- [ИСТОЧНИК]:
Поисковые партии экипировались в Братске и уходили в тайгу. Ни одному инженеру и технику в партии Кошурникова не стукнуло еще тридцати. Двадцатисемилетний начальник партии был, казалось, моложе всех – чаще других смеялся, предпринимал самые отчаянные вылазки в лес, быстрее остальных умел тратить деньги, а когда в поле изыскателей так свирепо ели комары, что можно было взбеситься, Кошурников, неподвижно замерший у нивелира, говорил:

– Пусть жрут! Крови у меня хватит.

Он приходил в лагерь с опухшим, расчесанным лицом и все равно громче других пел вечерами в палатке. Неуемного, живого начальника уравновешивали старший техник Женька Алексеев – рассудительный, упорный, спокойный парень, и техник Володька Козлов – молчун, здоровяк и безответный работяга.

Володьку Кошурников подобрал где-то в тайге семнадцатилетним парнишкой и сделал добрым изыскателем. На него можно было положиться, как на самого себя. Козлов вечно просился на самые сложные участки трассы, силушка в нем играла, как в самом Кошурникове. Дружба троих изыскателей крепла потом на других трассах. Это была мужская дружба хорошей закваски. Не та легковесная дружба, когда у иного человека бывает «фотографический» друг, друг-собутыльник или «друг с баяном». Каждый из троих товарищей знал, что двое других поделятся с ним последним сухарем, сделают за него работу, если будет в этом нужда, в случае чего потащат на себе из тайги…

Если б Женьку и Володьку с собой! Но Алексеев был далеко. Он сильно вырос в предвоенные годы, стал первоклассным инженером и сейчас сам выполнял ответственное задание. Зато Козлов ни минуты не сомневался, что Михалыч возьмет его в Саянскую экспедицию.

- [ИСХОДНЫЕ ДАННЫЕ]:

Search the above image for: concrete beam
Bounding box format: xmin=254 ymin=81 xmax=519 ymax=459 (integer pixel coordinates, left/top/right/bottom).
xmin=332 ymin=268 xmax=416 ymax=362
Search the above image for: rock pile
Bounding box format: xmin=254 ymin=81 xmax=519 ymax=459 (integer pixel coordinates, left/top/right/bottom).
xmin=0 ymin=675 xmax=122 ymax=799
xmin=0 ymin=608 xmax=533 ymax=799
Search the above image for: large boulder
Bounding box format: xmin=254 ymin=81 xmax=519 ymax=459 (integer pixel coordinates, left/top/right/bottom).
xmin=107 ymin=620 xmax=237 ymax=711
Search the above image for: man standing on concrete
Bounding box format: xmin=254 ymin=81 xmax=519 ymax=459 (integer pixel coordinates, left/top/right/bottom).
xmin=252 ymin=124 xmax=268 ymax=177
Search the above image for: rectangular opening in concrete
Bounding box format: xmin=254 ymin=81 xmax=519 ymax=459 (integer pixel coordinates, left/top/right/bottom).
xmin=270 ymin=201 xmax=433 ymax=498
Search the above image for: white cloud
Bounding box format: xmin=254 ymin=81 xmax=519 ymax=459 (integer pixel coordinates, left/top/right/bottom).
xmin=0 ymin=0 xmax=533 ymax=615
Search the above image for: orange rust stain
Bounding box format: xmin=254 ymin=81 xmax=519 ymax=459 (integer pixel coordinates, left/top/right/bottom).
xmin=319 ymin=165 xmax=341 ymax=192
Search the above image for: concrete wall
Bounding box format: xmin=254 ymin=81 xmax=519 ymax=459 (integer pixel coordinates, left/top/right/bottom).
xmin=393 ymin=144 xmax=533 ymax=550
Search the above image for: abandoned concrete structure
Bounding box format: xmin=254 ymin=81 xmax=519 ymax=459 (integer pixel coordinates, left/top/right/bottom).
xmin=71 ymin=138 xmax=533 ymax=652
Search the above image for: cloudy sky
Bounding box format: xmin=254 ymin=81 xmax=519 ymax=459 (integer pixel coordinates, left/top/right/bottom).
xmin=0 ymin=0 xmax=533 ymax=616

- [СПИСОК ЗАДАНИЙ]:
[1] Сколько лет было начальнику партии, согласно тексту о партии Кошурникова?
[2] Напишите продолжение текста о партии Кошурникова, начиная сразу после его последнего предложения.

- [ОТВЕТЫ К ЗАДАНИЯМ]:
[1] Двадцать семь лет.

[2]
– Вдвоем пройдем, Михалыч! – уверял он. – Без проводника пройдем!

Вначале Кошурников и сам думал взять его в компаньоны. Но когда изучил предварительный вариант, то выяснилось, что судьба всей экспедиции будет зависеть от одного важнейшего обстоятельства. Дело в том, что трассу будущей дороги от Абакана до Нижнеудинска он решил наметить по наиболее короткому пути. Сама природа подсказала маршрут экспедиции – вдоль реки Казыр. Легче строить дорогу вдоль реки – всегда над берегом есть терраса, всегда под руками надежное транспортное средство, всегда полно рыбы, леса, питьевой и технической воды. Долина Казыра составила бы две трети условного варианта – это было редким и счастливым совпадением.

Но чтобы перевалить с верховьев Казыра на восток, к Транссибирской магистрали, надо было преодолеть высокий хребет – один из кряжей Агульских белков. Кошурников наметил, как ему казалось, самое глубокое седло для перевала и решил послать туда Козлова, чтобы тот срочно определил, какой длины потребуется перевальный тоннель. Володя Козлов с партией, состоящей в основном из студентов НИВИТа, выехал в Саяны. Он торопился, потому что перед отъездом состоялся у них с Михалычем решительный разговор.

– Если дам нужную отметку, берете? – спросил Володя.

– Ты сначала дай отметку, – пробовал отшутиться Кошурников. Он пока не верил, что может быть такое счастье. – Там посмотрим.

– Нет, я хочу знать, – настаивал Володя, а потом рассмеялся. – Седло разрою лопатой, но дам отметку. Возьмете?

Он был почти уверен, что Кошурников включит его в казырскую группу, если через Салаирский хребет можно пробить тоннель. Через неделю он радировал с водораздела Идеи – Кишта: «К работе приступил. Чую, что возьмете меня на Казыр, поэтому сушу сухари. Когда выезжаете?»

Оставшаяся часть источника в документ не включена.